- [EXERCISE DETAILS]: Could you print exactly the lines of the listing below, starting at the line that has "Target: small shed" and ending at the line that has "Target: mountain ranges", and only those lines?

▬▬▬▬▬▬▬▬▬▬

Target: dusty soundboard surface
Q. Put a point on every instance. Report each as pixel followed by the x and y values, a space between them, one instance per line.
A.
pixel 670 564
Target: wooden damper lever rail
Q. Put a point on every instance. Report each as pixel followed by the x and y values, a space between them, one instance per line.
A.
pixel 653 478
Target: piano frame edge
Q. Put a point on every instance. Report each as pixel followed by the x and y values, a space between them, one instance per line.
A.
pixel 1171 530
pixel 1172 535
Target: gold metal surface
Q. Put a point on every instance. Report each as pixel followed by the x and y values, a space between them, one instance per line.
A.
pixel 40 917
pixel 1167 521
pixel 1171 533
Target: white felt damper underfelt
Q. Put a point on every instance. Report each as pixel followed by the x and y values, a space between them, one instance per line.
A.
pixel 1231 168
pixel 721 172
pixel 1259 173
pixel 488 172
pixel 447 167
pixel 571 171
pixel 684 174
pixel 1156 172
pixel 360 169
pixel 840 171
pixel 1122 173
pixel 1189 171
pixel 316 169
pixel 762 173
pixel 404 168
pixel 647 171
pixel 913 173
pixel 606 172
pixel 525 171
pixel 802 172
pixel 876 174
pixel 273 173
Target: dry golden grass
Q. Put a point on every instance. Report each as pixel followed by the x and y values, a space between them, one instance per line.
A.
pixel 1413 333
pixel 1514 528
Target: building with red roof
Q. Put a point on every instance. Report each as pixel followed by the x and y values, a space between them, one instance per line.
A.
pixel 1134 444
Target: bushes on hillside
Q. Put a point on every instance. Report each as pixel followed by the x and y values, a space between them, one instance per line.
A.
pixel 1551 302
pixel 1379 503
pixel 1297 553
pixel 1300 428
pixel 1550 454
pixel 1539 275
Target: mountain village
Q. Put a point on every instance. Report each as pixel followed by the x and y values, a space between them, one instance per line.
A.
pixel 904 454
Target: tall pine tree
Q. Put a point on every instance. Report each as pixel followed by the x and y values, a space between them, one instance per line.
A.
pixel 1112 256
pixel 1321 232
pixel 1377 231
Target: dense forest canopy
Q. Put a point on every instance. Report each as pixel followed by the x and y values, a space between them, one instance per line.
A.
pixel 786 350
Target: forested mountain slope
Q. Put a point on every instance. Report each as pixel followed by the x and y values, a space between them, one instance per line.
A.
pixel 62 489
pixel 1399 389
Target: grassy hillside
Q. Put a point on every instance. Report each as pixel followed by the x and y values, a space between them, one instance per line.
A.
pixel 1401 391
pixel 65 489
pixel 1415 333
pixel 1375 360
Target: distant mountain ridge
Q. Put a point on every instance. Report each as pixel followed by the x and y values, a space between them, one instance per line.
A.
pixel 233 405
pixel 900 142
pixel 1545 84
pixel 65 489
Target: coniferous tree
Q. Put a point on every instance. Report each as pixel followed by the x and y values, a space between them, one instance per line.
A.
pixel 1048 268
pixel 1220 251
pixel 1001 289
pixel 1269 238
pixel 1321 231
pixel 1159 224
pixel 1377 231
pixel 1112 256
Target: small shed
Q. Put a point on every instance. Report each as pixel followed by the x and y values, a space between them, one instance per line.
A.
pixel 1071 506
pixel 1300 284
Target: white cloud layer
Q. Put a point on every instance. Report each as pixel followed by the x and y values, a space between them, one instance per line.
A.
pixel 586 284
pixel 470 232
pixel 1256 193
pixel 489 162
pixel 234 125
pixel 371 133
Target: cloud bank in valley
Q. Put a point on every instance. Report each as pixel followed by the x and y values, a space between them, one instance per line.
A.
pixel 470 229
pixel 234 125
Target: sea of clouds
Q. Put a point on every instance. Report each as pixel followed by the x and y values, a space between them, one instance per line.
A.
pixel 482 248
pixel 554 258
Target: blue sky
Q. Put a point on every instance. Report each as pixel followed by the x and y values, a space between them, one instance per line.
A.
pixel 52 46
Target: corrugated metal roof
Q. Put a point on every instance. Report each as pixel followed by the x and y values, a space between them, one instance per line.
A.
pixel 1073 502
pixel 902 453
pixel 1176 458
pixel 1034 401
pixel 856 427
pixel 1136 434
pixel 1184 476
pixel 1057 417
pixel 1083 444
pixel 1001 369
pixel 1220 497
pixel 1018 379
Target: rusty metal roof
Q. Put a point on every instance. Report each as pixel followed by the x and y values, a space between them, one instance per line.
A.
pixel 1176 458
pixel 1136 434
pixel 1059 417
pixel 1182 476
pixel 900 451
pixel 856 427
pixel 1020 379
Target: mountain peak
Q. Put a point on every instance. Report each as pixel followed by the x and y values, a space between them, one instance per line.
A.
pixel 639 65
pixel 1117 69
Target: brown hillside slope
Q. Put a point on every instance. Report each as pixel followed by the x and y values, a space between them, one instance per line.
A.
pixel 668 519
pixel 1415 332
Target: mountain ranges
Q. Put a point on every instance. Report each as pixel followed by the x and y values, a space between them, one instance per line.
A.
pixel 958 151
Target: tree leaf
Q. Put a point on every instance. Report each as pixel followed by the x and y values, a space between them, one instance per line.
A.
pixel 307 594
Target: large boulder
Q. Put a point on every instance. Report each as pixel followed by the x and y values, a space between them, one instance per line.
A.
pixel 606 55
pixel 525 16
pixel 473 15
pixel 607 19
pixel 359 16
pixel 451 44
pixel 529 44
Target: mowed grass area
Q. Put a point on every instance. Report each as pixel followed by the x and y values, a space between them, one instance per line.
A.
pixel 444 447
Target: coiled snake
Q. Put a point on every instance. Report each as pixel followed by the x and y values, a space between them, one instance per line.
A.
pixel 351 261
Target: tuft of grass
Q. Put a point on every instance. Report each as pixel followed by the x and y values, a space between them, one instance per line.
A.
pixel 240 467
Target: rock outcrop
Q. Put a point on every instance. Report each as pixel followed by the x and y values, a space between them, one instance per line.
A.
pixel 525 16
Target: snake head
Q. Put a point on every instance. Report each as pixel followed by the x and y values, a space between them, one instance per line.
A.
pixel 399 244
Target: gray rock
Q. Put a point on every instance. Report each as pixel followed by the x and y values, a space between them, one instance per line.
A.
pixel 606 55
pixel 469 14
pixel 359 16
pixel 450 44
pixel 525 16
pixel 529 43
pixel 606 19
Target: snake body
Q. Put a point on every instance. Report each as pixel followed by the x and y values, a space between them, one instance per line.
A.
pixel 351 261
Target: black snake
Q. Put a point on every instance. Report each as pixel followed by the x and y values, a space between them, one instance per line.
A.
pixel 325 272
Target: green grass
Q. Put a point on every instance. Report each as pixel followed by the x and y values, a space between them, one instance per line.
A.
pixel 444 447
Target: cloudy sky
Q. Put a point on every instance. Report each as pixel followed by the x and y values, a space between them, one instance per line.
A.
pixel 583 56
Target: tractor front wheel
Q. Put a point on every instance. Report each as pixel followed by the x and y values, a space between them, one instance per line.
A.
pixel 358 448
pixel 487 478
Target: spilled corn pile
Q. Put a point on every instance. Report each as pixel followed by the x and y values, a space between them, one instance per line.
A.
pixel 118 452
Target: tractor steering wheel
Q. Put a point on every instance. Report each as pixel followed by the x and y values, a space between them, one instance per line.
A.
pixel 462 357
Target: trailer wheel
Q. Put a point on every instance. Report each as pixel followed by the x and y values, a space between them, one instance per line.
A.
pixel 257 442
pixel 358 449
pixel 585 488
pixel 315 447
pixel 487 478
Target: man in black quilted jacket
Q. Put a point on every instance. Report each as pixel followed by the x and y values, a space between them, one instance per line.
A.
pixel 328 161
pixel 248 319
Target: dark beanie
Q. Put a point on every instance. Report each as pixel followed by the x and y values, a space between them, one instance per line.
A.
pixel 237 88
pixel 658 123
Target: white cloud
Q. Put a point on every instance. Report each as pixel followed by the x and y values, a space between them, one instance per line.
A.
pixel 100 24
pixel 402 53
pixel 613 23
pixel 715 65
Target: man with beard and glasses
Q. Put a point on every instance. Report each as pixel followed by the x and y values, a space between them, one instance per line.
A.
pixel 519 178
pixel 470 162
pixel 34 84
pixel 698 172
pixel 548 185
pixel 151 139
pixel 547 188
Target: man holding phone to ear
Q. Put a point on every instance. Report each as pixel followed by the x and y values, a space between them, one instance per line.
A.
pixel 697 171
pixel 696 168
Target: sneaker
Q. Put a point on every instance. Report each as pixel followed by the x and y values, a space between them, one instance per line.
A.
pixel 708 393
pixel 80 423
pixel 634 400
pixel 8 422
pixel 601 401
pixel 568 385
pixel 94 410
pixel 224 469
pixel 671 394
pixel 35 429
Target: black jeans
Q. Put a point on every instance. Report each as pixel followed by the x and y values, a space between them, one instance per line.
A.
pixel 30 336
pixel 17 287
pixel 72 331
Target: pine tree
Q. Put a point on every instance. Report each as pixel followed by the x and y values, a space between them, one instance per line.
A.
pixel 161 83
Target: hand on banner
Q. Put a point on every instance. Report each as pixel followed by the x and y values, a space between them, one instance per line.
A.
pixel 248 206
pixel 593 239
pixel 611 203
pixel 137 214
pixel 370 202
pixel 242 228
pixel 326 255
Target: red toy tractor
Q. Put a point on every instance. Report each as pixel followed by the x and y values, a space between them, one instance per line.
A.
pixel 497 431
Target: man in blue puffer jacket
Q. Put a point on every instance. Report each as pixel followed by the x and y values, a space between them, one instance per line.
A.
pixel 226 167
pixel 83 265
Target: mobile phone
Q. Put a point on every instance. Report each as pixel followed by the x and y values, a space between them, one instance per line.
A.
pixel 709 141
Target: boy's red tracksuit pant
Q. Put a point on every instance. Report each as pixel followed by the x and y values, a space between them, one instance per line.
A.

▬▬▬▬▬▬▬▬▬▬

- [RESPONSE TO THIS EXERCISE]:
Target: small shed
Q. Put a point on every instance. Report each as pixel followed by the x and y values, a space between them, one instance per line.
A.
pixel 1071 506
pixel 1300 284
Target: white cloud layer
Q. Put a point on every instance. Report each as pixel followed by the x and y values, a space between them, one instance per line.
A.
pixel 586 284
pixel 470 232
pixel 1256 193
pixel 489 162
pixel 234 125
pixel 371 133
Target: cloud bank in valley
Q. Put a point on every instance. Report each as pixel followed by the x and y values, a space between them, one instance per line.
A.
pixel 470 229
pixel 234 125
Target: sea of clouds
Q. Put a point on every instance. Report each as pixel followed by the x and y values, a space between them, one instance per line.
A.
pixel 482 248
pixel 554 258
Target: blue sky
Q. Put a point on every instance. Report each as pixel followed by the x and y values, a space between them, one instance per line.
A.
pixel 52 46
Target: corrugated metal roof
Q. Put a point on every instance. Report each as pixel followed by the x and y values, a space between them, one instance per line.
A.
pixel 1073 502
pixel 902 453
pixel 1176 458
pixel 1034 401
pixel 856 427
pixel 1136 434
pixel 1184 476
pixel 1057 417
pixel 1083 444
pixel 1001 369
pixel 1220 497
pixel 1018 379
Target: rusty metal roof
Q. Put a point on every instance. Report each as pixel followed by the x and y values, a space between them, one instance per line.
A.
pixel 1176 458
pixel 1136 434
pixel 1059 417
pixel 1182 476
pixel 900 451
pixel 856 427
pixel 1020 379
Target: mountain peak
Q. Put a point on every instance. Report each as pixel followed by the x and y values, a space between them, one instance per line.
A.
pixel 639 65
pixel 1117 69
Target: brown hillside slope
Q. Put a point on every instance. Report each as pixel followed by the x and y values, a space between them, one instance per line.
A.
pixel 668 519
pixel 1415 332
Target: mountain ranges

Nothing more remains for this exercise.